Available data:

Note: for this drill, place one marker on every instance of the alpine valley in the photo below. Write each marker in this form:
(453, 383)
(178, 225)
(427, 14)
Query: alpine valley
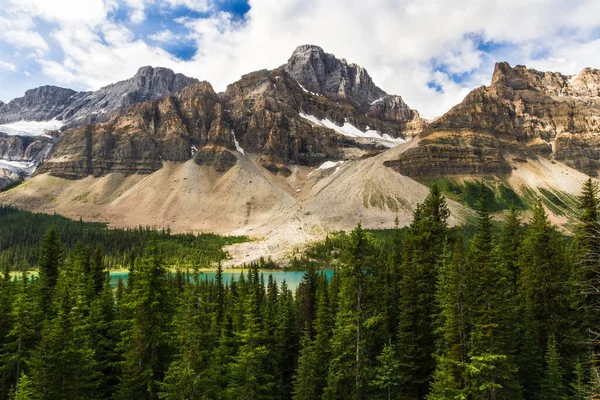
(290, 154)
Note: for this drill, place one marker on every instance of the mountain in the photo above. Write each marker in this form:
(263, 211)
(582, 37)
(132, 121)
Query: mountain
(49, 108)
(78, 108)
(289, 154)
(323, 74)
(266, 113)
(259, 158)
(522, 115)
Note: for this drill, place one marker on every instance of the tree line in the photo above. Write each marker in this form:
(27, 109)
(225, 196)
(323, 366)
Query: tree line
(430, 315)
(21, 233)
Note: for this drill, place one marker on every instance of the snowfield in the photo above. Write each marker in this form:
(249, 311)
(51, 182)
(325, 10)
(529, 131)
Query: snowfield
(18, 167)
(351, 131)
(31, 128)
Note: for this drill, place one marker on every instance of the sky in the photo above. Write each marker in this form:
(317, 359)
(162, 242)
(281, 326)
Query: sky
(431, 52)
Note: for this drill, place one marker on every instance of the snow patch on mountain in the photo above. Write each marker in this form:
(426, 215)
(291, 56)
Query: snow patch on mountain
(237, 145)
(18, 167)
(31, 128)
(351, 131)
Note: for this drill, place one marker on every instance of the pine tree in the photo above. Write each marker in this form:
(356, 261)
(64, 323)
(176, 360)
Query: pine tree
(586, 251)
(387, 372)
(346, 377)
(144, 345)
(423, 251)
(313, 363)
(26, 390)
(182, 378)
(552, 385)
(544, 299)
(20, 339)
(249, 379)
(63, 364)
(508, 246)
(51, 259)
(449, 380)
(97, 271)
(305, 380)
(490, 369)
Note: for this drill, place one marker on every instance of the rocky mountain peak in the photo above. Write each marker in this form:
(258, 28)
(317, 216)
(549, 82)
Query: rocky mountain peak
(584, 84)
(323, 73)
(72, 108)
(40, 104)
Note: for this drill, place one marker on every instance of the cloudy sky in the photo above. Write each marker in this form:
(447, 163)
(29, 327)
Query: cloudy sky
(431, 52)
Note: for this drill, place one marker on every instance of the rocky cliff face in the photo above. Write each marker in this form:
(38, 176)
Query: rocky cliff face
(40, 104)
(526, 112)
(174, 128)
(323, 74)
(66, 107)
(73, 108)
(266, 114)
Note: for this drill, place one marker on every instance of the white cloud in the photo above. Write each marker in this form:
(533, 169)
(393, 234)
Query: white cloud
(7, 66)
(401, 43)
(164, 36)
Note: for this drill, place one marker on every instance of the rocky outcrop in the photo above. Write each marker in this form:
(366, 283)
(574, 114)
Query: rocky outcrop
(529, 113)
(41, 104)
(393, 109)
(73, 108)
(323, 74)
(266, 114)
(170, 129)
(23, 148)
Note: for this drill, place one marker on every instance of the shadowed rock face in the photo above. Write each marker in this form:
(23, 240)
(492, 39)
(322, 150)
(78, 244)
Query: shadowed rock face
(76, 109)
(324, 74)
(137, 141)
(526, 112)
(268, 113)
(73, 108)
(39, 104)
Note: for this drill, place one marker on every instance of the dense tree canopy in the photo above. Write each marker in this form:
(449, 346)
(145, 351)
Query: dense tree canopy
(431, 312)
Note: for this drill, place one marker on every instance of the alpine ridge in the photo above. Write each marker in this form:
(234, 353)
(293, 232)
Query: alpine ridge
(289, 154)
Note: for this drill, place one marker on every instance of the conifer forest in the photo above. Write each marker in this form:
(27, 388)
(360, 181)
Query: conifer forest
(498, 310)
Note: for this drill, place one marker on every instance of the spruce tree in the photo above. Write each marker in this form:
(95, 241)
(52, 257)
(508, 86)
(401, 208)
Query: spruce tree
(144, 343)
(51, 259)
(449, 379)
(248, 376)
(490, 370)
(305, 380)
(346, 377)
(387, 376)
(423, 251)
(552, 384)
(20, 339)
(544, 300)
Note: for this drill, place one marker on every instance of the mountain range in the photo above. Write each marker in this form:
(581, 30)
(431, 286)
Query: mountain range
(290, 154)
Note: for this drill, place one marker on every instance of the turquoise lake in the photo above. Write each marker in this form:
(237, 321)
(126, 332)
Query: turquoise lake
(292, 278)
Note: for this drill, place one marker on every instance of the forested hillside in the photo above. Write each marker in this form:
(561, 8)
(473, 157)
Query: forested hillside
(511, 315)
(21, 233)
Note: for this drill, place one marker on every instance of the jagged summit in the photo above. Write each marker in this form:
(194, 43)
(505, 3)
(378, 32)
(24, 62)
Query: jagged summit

Exercise brief: Reproduce the records verbatim, from the line containing "the alpine ridge" through the last line of the records, including both ends.

The reply:
Note: for this drill, place one marker on every instance of the alpine ridge in the photo above. Write each marker in this form:
(234, 353)
(293, 232)
Query: alpine ridge
(289, 154)
Note: for this drill, place one marker on every instance of the conifer forest in the photo above. Write each marker in this form:
(27, 388)
(360, 181)
Query: conifer forest
(498, 310)
Note: for this drill, place one marker on every instance of the spruce tree in the photo above. Write each marker in this form:
(95, 241)
(52, 257)
(508, 86)
(401, 208)
Query: spruce tree
(144, 343)
(51, 259)
(449, 379)
(248, 376)
(490, 370)
(305, 380)
(346, 377)
(387, 376)
(423, 251)
(552, 384)
(20, 339)
(544, 300)
Note: for this drill, place one marker on every instance of the mountain range in the photo above. Write each marker in this form:
(581, 30)
(431, 286)
Query: mountain range
(290, 154)
Note: for this drill, place one marker on every instance of the turquoise lake in the photo above. Write each marker in this form:
(237, 321)
(126, 332)
Query: turquoise lake
(292, 278)
Note: for this drill, place one marker on every instance of the forested hillside in the photo above. Write each marker in this form:
(561, 8)
(473, 157)
Query: forested hillside
(511, 315)
(21, 233)
Note: for this drill, place one marker on every instance of the jagged summit in the photo above. Write each marker in this form:
(194, 43)
(505, 3)
(378, 32)
(24, 62)
Query: jagged summit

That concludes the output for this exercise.